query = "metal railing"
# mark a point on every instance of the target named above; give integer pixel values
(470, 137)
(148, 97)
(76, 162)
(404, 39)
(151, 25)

________________

* Work required *
Rewrite the lines above as a numbered list, omitting any blank lines.

* Task solution *
1. query = "metal railing"
2. # mark a point on every instance of the target named above; give integer pixel values
3. (470, 137)
4. (148, 97)
5. (76, 162)
6. (404, 39)
7. (151, 25)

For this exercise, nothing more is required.